Stored items:
• • •

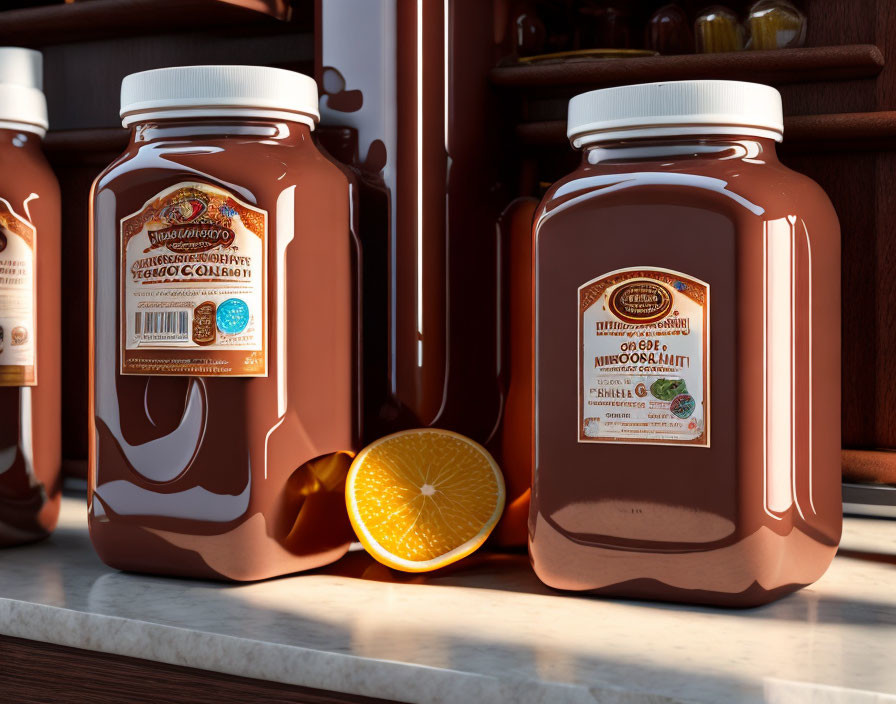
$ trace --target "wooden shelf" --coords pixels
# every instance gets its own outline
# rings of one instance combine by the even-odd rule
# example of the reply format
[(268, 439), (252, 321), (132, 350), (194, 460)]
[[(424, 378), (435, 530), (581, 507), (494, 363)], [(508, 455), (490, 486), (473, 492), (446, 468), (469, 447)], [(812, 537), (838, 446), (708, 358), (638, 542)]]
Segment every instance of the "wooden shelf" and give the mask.
[[(0, 42), (47, 46), (108, 36), (276, 25), (289, 0), (89, 0), (0, 12)], [(195, 18), (190, 22), (189, 18)]]
[[(525, 122), (517, 125), (516, 135), (532, 146), (563, 145), (566, 121)], [(896, 111), (785, 117), (784, 137), (788, 150), (888, 148), (896, 146)]]
[(557, 63), (504, 66), (491, 81), (510, 88), (603, 86), (649, 81), (725, 78), (771, 85), (872, 78), (884, 66), (871, 44), (739, 51), (726, 54), (650, 56), (632, 59), (580, 59)]

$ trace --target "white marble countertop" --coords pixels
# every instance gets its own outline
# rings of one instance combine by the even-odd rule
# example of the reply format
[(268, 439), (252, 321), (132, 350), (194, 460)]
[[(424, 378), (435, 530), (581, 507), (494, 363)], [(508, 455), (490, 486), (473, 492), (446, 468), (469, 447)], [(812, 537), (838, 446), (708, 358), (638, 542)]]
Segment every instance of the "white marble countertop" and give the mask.
[(0, 633), (405, 702), (896, 702), (896, 521), (847, 519), (816, 585), (722, 611), (562, 596), (523, 555), (428, 578), (363, 553), (237, 586), (122, 574), (84, 513), (67, 498), (52, 538), (0, 551)]

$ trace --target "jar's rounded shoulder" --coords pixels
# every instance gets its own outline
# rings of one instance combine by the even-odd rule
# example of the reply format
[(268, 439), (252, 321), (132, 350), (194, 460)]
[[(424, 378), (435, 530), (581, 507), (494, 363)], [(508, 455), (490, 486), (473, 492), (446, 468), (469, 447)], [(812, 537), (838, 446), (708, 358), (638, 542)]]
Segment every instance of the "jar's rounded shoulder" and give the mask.
[(548, 189), (535, 215), (536, 229), (560, 209), (622, 202), (746, 209), (762, 219), (791, 215), (836, 222), (830, 199), (810, 177), (780, 163), (740, 162), (693, 170), (579, 169)]
[[(117, 196), (145, 193), (148, 198), (179, 181), (191, 180), (235, 190), (236, 195), (242, 192), (246, 200), (259, 203), (276, 200), (278, 193), (291, 186), (309, 183), (315, 184), (317, 191), (348, 191), (348, 177), (313, 144), (301, 148), (241, 144), (229, 149), (232, 159), (206, 163), (201, 156), (195, 160), (185, 157), (182, 147), (131, 144), (96, 177), (93, 195), (108, 190)], [(166, 158), (169, 155), (177, 155), (177, 159)]]

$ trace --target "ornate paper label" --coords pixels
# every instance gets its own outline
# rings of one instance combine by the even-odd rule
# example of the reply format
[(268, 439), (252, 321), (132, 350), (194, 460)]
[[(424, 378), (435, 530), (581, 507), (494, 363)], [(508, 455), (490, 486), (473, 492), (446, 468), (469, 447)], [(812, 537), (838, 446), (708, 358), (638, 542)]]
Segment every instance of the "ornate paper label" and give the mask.
[(579, 442), (709, 447), (709, 284), (620, 269), (578, 303)]
[(0, 386), (35, 386), (36, 230), (0, 198)]
[(267, 213), (183, 182), (121, 220), (122, 374), (265, 376)]

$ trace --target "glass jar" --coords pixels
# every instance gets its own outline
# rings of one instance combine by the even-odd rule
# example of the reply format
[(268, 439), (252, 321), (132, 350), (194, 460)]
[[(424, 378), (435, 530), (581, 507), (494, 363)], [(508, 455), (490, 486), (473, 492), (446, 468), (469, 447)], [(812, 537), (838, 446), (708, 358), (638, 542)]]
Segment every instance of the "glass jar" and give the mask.
[(61, 495), (62, 243), (42, 78), (40, 53), (0, 48), (0, 547), (49, 535)]
[(132, 571), (254, 580), (348, 549), (358, 247), (300, 74), (122, 85), (92, 194), (91, 538)]
[[(759, 604), (837, 549), (840, 239), (773, 88), (577, 96), (534, 223), (530, 554), (548, 585)], [(573, 308), (575, 305), (575, 308)]]

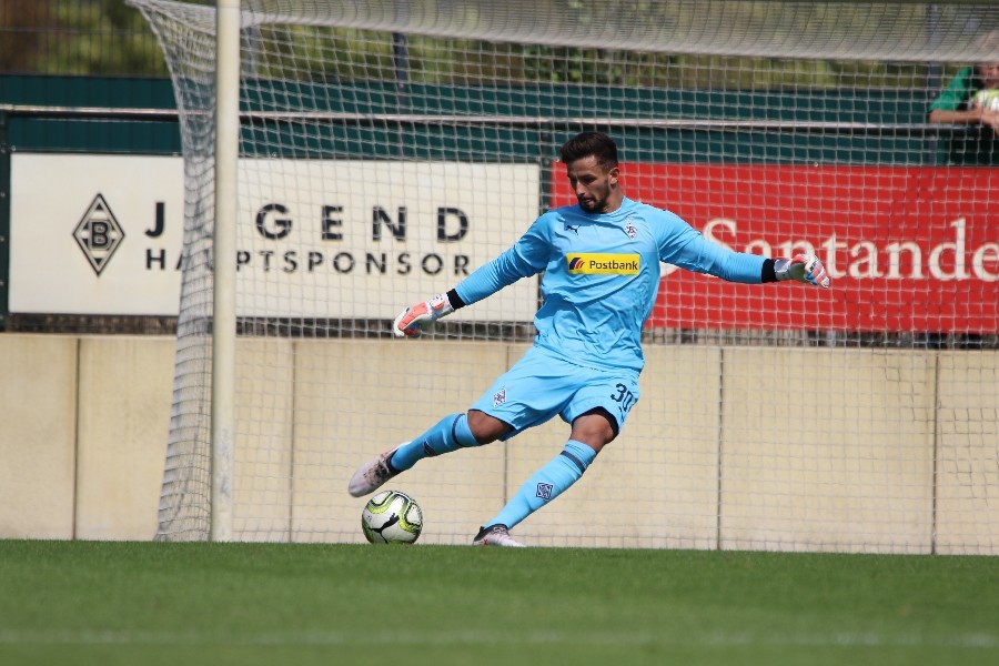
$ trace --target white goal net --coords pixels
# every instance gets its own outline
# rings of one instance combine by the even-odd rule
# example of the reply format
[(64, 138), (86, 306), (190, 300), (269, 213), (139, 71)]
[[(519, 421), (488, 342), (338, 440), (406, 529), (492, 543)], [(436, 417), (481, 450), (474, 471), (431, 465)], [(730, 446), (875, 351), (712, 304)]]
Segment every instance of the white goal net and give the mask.
[[(159, 538), (203, 539), (215, 10), (129, 3), (167, 54), (185, 161)], [(558, 148), (601, 130), (627, 196), (740, 251), (814, 251), (833, 289), (664, 266), (628, 423), (517, 537), (999, 553), (999, 121), (968, 114), (990, 64), (995, 6), (244, 1), (222, 258), (238, 265), (234, 537), (363, 541), (354, 468), (519, 357), (538, 280), (418, 341), (392, 339), (392, 319), (572, 203)], [(556, 418), (392, 487), (423, 507), (421, 543), (468, 543), (567, 436)]]

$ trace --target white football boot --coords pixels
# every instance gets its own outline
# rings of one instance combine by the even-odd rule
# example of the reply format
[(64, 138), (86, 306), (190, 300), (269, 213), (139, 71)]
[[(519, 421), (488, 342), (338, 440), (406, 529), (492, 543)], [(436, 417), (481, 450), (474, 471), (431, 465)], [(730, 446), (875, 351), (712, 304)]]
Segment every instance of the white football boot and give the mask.
[[(402, 446), (402, 444), (398, 446)], [(398, 472), (389, 466), (389, 461), (392, 460), (392, 454), (398, 450), (398, 446), (380, 454), (377, 457), (357, 467), (357, 471), (351, 476), (351, 483), (347, 484), (347, 492), (354, 497), (362, 497), (369, 493), (374, 493), (382, 484), (398, 474)]]
[(524, 544), (509, 536), (506, 525), (483, 527), (472, 539), (473, 546), (506, 546), (507, 548), (526, 548)]

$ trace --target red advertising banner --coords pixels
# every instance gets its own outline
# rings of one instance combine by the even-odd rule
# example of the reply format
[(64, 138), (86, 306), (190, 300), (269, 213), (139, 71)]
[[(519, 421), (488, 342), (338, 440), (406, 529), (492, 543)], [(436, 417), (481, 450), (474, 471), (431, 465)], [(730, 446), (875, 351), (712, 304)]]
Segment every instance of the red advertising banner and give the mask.
[[(814, 252), (829, 290), (665, 266), (649, 325), (999, 331), (999, 170), (622, 164), (625, 194), (740, 252)], [(555, 165), (553, 204), (575, 202)]]

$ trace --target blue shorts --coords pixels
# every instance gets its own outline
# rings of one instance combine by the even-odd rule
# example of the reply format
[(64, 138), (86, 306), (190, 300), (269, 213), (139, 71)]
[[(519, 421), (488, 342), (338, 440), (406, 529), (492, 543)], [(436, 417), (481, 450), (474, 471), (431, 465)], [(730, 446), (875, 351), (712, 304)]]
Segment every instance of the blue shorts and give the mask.
[(472, 408), (513, 426), (501, 437), (508, 440), (556, 414), (572, 423), (597, 407), (617, 420), (610, 424), (617, 434), (636, 402), (638, 373), (635, 371), (582, 367), (532, 346)]

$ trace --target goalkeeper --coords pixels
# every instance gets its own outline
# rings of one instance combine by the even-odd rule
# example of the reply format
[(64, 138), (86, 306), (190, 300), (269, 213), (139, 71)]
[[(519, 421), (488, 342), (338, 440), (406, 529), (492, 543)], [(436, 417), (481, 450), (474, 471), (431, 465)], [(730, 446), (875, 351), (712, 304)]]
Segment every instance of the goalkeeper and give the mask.
[(537, 335), (524, 356), (463, 414), (361, 465), (355, 497), (427, 456), (505, 441), (555, 415), (571, 424), (563, 451), (538, 470), (475, 545), (522, 546), (509, 529), (586, 472), (638, 400), (640, 336), (659, 285), (659, 262), (741, 283), (795, 280), (829, 286), (814, 255), (766, 259), (704, 239), (677, 215), (624, 196), (617, 147), (598, 132), (567, 141), (561, 161), (578, 203), (541, 215), (503, 254), (446, 293), (402, 312), (392, 332), (416, 337), (438, 319), (544, 271)]

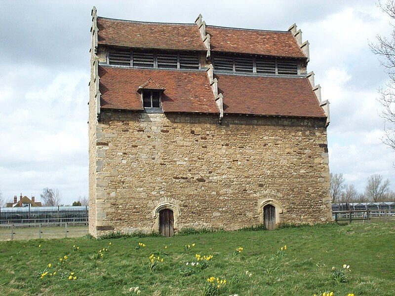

• • •

**Exercise brief**
Find every line in the entries above that contains the word "shorts", and copy each of those lines in full.

**Correct answer**
$ trace --target blue shorts --coords pixels
Segment every instance of the blue shorts and give the mask.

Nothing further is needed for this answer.